▶ **Task requirements**:
1: In the Susan Sangster passage, why did Susan and Sangster often return to Australia after moving to the Isle of Man?
2: Carry the Susan Sangster passage forward from its last sentence.
═══ Source extract ═══
She and Peacock divorced in 1977, and the following year she married Sangster and moved to his Isle of Man home. But racing interests and children meant the couple often returned to Australia.

In 1980 Susan Sangster was handed the Melbourne Cup after Beldale Ball crossed the line first in Australia’s most famous horse race.

Her second husband had a roving eye, and after he took up with a younger woman the marriage ended in 1985. Susan refused to leave their Isle of Man home until a satisfactory settlement had been worked out.

She also kept Beldale Ball’s Melbourne Cup, and was proud it was the last of the famous race’s trophies to be made of pure gold. (Many believe her cup is the one Phar Lap won in 1930 and that later went missing.)

The newly divorced Susan Sangster did not remain single long. In 1985, after a whirlwind romance, she became engaged to Sir Frank Renouf. The gossip columns went wild again.
═══ Data to examine ═══
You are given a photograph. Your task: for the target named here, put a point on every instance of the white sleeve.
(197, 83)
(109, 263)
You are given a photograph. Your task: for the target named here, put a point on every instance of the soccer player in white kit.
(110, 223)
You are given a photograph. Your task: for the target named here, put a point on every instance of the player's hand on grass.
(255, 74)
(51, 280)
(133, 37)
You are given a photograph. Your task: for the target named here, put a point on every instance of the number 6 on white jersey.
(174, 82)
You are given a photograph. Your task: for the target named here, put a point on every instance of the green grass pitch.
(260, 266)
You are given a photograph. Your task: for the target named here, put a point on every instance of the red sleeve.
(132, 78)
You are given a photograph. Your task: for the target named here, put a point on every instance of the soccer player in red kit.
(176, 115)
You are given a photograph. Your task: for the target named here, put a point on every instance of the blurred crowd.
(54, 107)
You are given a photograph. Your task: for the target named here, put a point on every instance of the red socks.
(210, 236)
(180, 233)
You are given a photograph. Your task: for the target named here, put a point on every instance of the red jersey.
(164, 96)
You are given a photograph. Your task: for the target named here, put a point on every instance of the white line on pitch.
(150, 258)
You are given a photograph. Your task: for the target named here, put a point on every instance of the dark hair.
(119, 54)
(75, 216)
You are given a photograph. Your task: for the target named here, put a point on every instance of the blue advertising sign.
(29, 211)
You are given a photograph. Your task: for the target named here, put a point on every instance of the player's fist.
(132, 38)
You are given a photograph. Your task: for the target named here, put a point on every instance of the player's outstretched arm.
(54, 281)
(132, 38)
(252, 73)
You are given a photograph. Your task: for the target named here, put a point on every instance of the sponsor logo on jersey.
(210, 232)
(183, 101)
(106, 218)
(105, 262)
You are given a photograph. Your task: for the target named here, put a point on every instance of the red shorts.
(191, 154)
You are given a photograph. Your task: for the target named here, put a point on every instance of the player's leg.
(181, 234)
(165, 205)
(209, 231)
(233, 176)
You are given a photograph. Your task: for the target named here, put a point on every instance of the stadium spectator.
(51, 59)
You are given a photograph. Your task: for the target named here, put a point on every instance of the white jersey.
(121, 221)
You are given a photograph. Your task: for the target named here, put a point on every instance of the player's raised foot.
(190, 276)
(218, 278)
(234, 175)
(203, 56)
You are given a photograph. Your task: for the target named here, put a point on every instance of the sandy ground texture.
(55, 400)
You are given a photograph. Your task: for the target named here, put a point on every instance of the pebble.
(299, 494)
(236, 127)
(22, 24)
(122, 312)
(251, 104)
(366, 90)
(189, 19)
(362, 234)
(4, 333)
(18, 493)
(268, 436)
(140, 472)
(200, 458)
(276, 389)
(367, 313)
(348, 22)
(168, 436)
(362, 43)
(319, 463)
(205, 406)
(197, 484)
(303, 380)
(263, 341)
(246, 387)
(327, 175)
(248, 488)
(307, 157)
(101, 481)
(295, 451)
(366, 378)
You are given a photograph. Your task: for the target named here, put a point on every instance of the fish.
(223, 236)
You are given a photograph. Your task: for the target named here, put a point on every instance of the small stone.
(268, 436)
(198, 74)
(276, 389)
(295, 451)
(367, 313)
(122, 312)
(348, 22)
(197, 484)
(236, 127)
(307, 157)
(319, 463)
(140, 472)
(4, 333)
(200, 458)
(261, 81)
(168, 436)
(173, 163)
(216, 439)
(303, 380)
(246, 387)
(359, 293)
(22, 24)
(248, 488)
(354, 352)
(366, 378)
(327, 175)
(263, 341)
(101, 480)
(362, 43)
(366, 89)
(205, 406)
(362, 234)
═══
═══ Data to examine ═══
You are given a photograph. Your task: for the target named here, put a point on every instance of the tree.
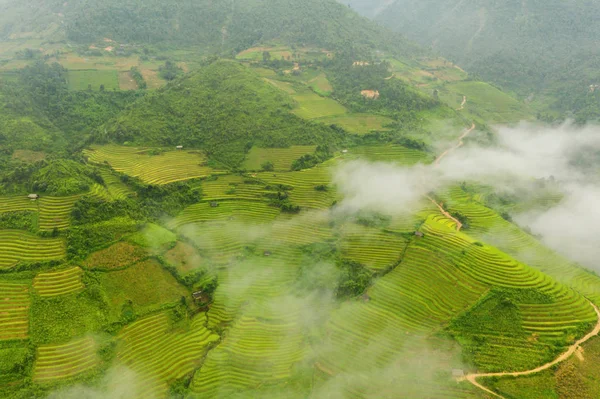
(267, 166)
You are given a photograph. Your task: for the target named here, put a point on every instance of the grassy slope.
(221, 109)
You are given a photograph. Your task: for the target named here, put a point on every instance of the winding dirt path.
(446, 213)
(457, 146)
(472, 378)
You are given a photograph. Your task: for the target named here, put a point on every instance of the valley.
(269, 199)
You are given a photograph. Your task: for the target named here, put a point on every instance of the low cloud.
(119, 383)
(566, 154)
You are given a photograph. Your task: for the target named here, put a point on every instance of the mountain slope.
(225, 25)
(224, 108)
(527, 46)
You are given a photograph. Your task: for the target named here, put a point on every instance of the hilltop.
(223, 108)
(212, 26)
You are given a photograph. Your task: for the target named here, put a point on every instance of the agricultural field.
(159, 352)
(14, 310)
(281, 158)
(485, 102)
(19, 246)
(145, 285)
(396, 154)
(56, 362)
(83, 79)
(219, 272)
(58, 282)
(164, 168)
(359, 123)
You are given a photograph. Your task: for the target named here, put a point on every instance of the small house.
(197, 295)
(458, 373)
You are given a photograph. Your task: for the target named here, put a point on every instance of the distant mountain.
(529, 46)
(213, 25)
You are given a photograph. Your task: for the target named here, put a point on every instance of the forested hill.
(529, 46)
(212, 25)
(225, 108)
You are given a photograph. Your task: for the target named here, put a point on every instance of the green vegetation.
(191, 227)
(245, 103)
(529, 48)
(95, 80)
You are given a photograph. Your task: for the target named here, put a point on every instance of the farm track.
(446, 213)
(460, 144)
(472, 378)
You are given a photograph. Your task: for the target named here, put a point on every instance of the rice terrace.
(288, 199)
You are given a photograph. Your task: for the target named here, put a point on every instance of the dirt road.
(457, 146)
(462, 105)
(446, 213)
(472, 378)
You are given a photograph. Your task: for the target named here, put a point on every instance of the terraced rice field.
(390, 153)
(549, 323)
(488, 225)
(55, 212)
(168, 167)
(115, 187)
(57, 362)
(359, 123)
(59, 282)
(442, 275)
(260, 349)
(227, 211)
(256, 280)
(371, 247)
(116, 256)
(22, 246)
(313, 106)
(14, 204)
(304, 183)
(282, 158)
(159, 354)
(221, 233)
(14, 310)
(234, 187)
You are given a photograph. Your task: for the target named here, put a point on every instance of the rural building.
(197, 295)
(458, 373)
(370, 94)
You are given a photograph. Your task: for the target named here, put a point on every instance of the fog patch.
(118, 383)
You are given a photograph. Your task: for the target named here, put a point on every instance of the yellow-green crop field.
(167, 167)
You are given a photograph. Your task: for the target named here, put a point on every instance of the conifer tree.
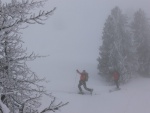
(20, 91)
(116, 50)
═══
═══ Data to examine ═══
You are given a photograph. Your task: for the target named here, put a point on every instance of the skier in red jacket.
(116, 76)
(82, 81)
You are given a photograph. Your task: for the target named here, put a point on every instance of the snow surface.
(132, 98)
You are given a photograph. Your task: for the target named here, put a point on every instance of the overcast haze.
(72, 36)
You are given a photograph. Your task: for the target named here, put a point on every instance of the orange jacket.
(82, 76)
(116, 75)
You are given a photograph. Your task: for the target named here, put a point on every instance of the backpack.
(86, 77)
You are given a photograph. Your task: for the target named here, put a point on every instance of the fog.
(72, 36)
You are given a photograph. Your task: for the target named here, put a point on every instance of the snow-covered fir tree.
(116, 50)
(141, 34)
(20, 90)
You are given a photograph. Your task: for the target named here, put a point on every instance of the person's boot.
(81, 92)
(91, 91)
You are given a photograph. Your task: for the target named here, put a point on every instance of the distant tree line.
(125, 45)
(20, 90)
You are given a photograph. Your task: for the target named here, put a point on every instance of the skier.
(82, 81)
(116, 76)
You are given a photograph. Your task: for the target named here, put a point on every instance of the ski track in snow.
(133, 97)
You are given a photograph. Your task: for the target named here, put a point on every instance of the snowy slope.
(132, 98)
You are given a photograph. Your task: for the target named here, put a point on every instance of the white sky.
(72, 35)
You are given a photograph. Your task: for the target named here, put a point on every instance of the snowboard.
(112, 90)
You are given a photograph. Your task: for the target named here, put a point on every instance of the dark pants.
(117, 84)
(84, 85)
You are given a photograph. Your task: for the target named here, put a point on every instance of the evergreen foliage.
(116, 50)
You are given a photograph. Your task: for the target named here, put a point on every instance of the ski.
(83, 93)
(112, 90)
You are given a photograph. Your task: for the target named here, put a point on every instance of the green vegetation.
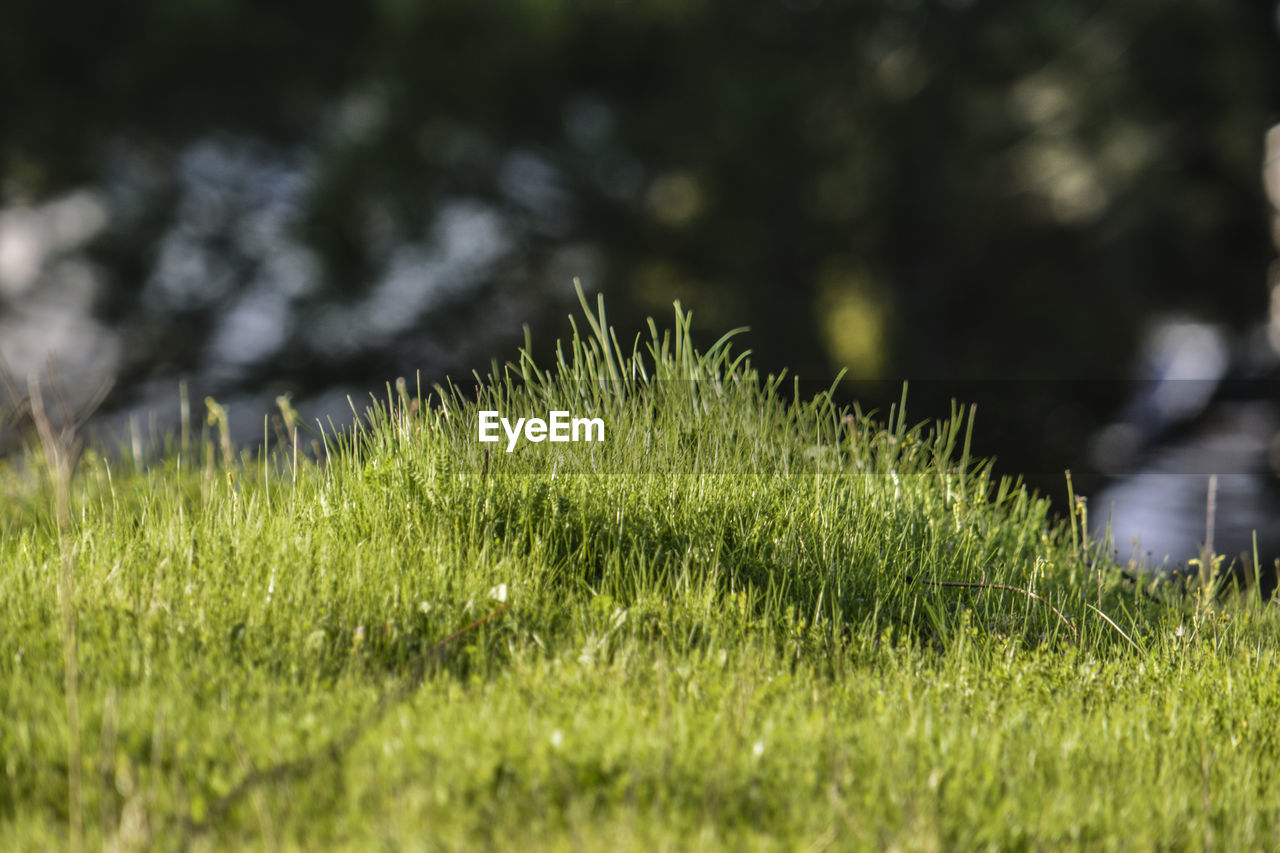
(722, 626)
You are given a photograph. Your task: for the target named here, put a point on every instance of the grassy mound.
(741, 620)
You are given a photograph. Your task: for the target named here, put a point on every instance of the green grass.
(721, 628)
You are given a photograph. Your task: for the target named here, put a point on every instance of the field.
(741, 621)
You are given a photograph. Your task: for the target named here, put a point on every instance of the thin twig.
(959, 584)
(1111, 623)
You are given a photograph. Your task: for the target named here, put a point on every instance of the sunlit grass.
═══
▶ **Answers in order**:
1: Their racing interests and their children meant the couple often went back to Australia.

2:
The couple bought a landmark property, Toison D’Or, in the Sydney eastern suburb of Point Piper. But the 1987 stockmarket crash wiped out most of Renouf’s fortune and that marriage, too, ended in divorce.

Toison D’Or became the focus of a bitter legal battle in 1988. Lady Renouf refused to leave and for a time lived there even when the phone was cut off.

She later moved back to Melbourne. Her first husband, in the meantime, had become federal opposition leader and romanced Hollywood actor Shirley Maclean. After resigning from Parliament in 1994, he became Australia’s ambassador to the United States and after that appointment continued to call that country home.

Sir Frank Renouf died in 1998 and Robert Sangster in 2004.

In 2013 Lady Renouf was diagnosed with ovarian cancer and was given five months to live. She had surgery and began the first of several rounds of chemotherapy.

She had recently been receiving palliative care after being diagnosed with acute kidney failure.